From first line to last, print the records exactly, but leave out the pictures.

# Provided information
————————

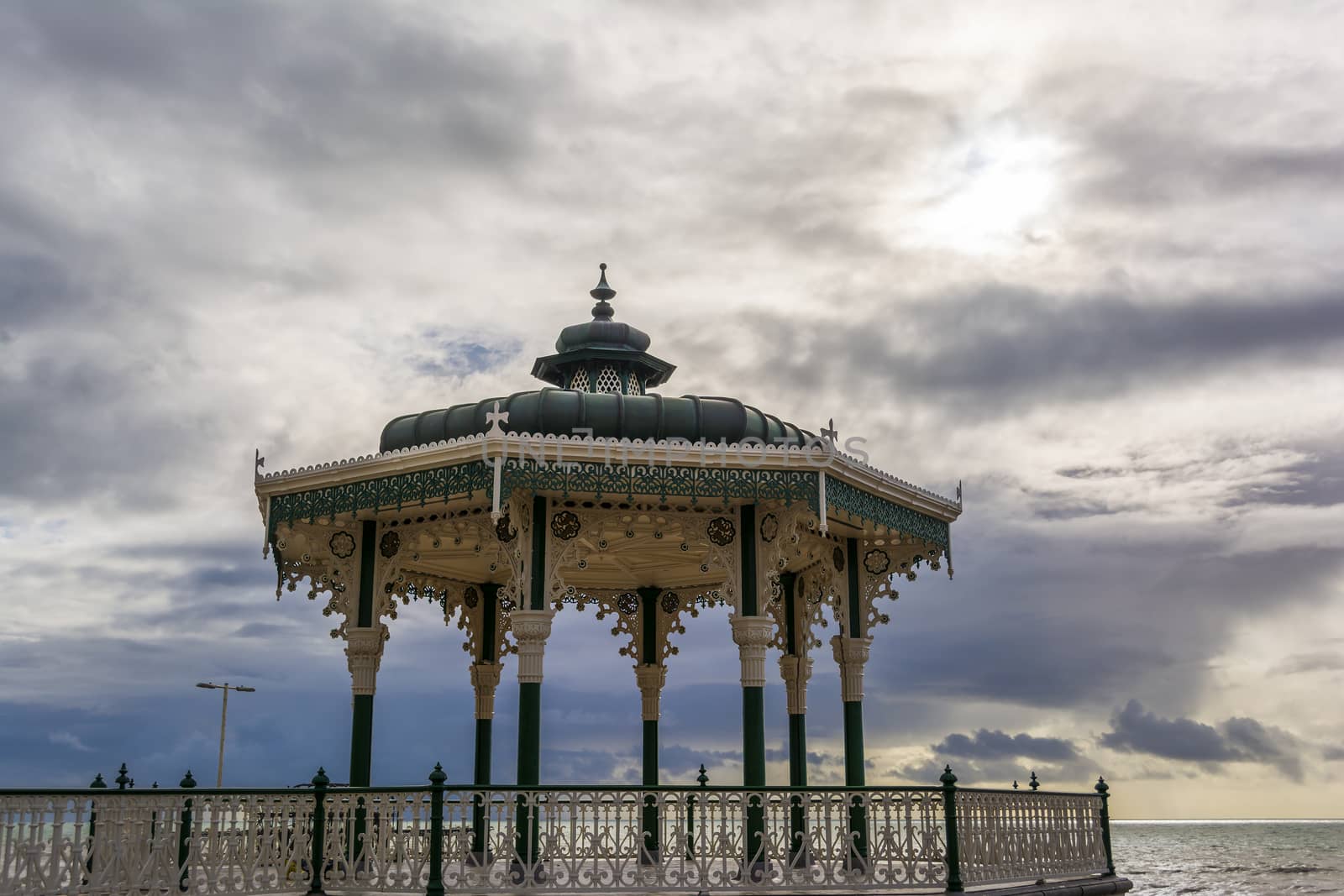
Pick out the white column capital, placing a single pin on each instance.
(851, 654)
(651, 680)
(531, 629)
(753, 634)
(486, 679)
(796, 672)
(363, 656)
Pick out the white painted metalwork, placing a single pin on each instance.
(543, 840)
(1010, 836)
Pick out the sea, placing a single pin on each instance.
(1211, 857)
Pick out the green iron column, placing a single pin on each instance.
(651, 674)
(531, 627)
(752, 633)
(796, 669)
(486, 679)
(363, 654)
(851, 653)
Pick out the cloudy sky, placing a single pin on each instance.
(1084, 259)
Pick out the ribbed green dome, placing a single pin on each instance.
(551, 411)
(602, 333)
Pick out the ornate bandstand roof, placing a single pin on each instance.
(595, 443)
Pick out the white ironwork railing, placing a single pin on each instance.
(1016, 835)
(542, 839)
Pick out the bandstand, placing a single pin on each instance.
(593, 492)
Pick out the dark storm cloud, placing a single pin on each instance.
(74, 427)
(999, 348)
(1158, 141)
(998, 745)
(1303, 663)
(1315, 481)
(1238, 739)
(318, 90)
(34, 286)
(463, 355)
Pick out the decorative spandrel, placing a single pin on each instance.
(611, 548)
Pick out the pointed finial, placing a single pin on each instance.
(604, 295)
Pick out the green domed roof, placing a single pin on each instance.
(604, 369)
(553, 411)
(602, 355)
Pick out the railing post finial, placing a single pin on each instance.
(949, 815)
(436, 832)
(1104, 789)
(185, 835)
(319, 833)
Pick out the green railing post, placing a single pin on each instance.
(183, 832)
(436, 832)
(319, 829)
(949, 815)
(98, 783)
(1104, 789)
(690, 813)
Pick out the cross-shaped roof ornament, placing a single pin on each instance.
(495, 418)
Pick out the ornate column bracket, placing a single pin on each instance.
(851, 654)
(796, 672)
(531, 629)
(651, 680)
(486, 679)
(363, 656)
(753, 634)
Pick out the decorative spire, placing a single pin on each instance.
(604, 295)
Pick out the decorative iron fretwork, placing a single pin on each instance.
(722, 531)
(692, 483)
(376, 840)
(564, 526)
(855, 501)
(396, 490)
(601, 479)
(342, 544)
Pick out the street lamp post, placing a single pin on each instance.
(223, 719)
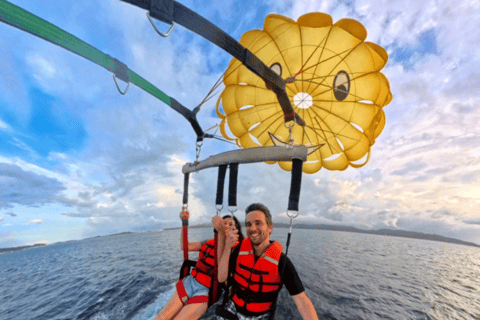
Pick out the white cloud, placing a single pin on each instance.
(3, 125)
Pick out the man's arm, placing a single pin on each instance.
(305, 306)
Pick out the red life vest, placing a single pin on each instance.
(257, 283)
(203, 270)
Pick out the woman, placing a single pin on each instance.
(190, 299)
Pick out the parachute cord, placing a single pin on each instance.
(293, 79)
(209, 94)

————————

# Response area
Pick out the white column capital, placing a single pin on each instance.
(851, 654)
(651, 680)
(531, 629)
(753, 634)
(486, 679)
(796, 672)
(363, 656)
Pick out the white painted metalwork, placing a single pin on each instance.
(543, 840)
(1010, 836)
Pick out the sea, placing a single pin on each instance.
(1211, 857)
Pick out the green iron column, placing a single pin on each instance.
(651, 674)
(531, 627)
(752, 633)
(796, 669)
(486, 679)
(363, 654)
(851, 653)
Pick out the cloudy sky, placing a single pin on each instance.
(1084, 259)
Pick out the ribbed green dome, placing a single pin on each instance.
(551, 411)
(602, 333)
Pick out the ornate bandstand roof, placing a single pin on each instance.
(595, 443)
Pick out the white ironwork railing, placing a single pin on each instance.
(1016, 835)
(542, 839)
Pick out the bandstand, placing a single pin on each instance.
(593, 492)
Pick out the dark storm cloud, placing a single pin on each instance.
(74, 427)
(999, 348)
(1158, 141)
(998, 745)
(1303, 663)
(1315, 481)
(1238, 739)
(318, 90)
(34, 286)
(463, 355)
Pick out the decorative spandrel, placing a single pin on each instance.
(611, 548)
Pick out the pointed finial, placing a single pin on each instance.
(604, 295)
Pick out the green domed roof, placing a single pin on each instance.
(604, 369)
(553, 411)
(602, 355)
Pick out the railing post finial, placing a single pin on each instance.
(949, 815)
(436, 832)
(1104, 789)
(185, 835)
(319, 833)
Pick out the green railing post, placing a single pin on each instance.
(183, 832)
(436, 832)
(319, 829)
(949, 815)
(98, 783)
(1104, 789)
(690, 813)
Pick out the cross-shaped roof ornament, placing a single pin on each instance.
(495, 418)
Pick out the ornate column bracket, placing a single pin on each instance.
(851, 654)
(796, 672)
(531, 629)
(651, 680)
(486, 679)
(363, 656)
(753, 634)
Pick out the decorative spire, placing a single pin on each instance.
(604, 295)
Pick out the decorative iron fretwork, placing a single pin on each instance.
(722, 531)
(692, 483)
(376, 840)
(564, 526)
(855, 501)
(396, 490)
(601, 479)
(342, 544)
Pick out the street lamp post, placing a single pin on each instance.
(223, 719)
Pick out the white cloud, placing a single pin on each instance.
(3, 125)
Pick out the man's arm, placing a single pin on each instance.
(305, 306)
Pick out the red life vest, placing a single pin on each instance.
(257, 283)
(203, 270)
Pick out the woman, placing a single pin on each instance.
(190, 299)
Pick out the parachute cord, placing a single pin on each instance.
(293, 79)
(209, 94)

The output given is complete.